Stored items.
((
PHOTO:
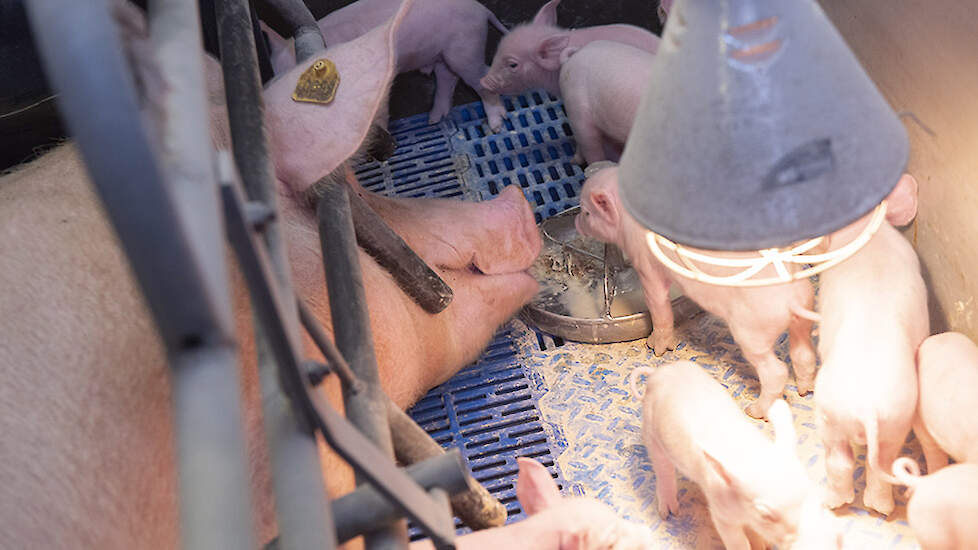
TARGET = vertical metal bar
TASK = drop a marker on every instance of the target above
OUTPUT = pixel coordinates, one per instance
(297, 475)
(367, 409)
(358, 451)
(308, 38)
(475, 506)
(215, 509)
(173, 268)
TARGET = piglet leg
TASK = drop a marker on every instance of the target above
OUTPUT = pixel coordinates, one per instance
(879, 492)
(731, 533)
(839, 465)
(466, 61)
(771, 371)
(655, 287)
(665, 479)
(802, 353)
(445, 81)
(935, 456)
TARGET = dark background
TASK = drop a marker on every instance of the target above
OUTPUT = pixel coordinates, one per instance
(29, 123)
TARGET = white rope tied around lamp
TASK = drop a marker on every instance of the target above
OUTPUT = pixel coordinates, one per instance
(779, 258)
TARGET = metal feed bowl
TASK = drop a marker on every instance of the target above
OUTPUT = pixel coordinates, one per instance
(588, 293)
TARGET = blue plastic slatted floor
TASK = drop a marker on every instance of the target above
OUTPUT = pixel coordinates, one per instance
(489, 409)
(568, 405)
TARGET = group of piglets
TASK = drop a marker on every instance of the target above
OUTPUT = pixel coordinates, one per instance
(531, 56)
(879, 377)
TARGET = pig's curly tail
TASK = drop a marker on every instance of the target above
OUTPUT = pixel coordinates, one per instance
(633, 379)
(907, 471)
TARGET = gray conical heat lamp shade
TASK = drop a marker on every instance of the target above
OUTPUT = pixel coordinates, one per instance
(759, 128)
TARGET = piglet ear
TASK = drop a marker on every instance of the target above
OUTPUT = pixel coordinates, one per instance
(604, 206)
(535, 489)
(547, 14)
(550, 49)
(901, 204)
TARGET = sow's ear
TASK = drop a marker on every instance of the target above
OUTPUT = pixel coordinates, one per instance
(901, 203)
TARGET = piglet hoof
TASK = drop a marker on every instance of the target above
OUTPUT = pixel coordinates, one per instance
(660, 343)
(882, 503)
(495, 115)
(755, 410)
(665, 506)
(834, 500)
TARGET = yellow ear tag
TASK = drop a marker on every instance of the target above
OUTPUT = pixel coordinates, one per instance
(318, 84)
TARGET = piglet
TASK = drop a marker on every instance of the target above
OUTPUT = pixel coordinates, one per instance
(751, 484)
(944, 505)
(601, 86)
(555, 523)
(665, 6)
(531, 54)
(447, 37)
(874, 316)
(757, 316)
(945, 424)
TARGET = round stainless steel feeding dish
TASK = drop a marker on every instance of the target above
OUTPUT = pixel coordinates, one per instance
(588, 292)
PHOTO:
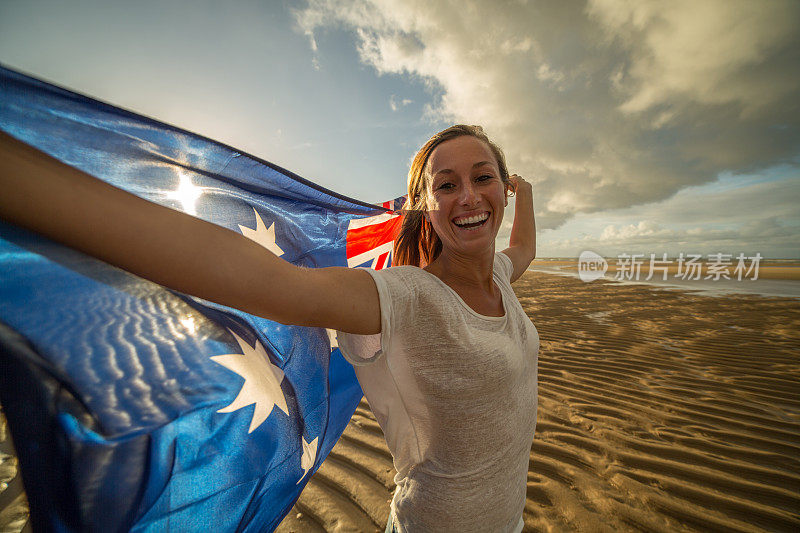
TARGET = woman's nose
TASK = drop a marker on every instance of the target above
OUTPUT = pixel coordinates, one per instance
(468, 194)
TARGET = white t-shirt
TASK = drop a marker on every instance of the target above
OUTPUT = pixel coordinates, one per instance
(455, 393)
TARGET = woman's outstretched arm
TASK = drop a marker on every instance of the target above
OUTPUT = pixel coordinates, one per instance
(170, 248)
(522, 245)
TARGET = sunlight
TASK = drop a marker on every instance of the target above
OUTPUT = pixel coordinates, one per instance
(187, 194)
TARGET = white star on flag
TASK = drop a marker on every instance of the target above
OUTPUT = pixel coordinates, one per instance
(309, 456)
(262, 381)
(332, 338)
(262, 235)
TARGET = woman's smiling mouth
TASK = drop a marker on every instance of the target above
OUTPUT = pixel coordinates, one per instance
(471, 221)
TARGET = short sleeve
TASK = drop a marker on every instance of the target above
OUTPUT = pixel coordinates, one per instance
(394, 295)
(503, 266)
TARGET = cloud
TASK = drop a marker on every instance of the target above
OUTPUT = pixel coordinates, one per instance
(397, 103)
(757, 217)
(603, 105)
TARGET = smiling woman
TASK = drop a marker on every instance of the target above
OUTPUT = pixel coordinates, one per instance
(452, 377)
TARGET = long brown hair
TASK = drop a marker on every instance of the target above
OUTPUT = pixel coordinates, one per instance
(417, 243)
))
((
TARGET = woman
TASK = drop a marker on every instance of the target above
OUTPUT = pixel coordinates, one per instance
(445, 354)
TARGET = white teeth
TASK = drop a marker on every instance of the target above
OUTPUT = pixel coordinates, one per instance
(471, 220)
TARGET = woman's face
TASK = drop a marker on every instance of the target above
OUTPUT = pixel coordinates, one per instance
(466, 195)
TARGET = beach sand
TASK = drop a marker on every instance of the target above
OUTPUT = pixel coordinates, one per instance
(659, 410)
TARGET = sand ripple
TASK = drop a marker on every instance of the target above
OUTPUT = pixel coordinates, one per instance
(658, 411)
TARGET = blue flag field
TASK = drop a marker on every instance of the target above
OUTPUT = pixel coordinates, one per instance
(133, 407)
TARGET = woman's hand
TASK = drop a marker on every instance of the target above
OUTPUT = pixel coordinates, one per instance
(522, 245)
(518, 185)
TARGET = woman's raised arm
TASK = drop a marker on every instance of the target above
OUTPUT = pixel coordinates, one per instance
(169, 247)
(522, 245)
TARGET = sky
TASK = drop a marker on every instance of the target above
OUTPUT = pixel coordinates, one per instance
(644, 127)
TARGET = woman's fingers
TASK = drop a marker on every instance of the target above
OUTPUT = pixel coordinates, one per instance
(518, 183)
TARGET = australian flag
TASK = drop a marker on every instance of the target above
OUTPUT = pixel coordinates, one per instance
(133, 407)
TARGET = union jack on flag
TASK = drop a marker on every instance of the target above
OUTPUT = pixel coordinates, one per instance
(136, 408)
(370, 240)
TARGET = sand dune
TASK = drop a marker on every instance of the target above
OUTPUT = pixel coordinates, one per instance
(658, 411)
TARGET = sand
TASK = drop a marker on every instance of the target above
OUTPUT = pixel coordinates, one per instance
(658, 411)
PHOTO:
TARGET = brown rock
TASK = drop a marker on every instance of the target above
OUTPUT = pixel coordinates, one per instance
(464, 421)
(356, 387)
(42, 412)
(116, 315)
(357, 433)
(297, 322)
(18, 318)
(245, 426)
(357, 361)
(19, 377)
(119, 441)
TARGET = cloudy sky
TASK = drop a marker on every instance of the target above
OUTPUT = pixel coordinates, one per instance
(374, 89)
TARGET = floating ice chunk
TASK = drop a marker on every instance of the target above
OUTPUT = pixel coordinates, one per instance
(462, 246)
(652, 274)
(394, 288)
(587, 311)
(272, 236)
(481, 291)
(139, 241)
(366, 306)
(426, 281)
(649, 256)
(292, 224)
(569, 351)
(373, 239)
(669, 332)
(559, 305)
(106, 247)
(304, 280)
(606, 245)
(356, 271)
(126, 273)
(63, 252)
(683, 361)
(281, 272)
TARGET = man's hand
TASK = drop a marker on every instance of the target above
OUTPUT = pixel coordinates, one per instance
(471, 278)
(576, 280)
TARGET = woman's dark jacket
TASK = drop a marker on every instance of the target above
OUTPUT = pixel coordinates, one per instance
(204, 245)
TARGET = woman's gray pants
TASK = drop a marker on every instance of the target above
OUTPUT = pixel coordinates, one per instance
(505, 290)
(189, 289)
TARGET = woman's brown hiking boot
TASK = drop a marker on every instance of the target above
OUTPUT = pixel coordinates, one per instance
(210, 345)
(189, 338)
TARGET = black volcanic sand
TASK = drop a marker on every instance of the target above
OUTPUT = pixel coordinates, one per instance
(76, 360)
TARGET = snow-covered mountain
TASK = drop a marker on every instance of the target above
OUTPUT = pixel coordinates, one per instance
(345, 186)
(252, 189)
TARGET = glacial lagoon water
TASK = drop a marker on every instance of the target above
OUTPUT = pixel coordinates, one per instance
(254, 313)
))
Only the lines of the data holding the string "dark" are wanted; copy each of them.

TARGET = dark background
TARGET = woman's dark jacket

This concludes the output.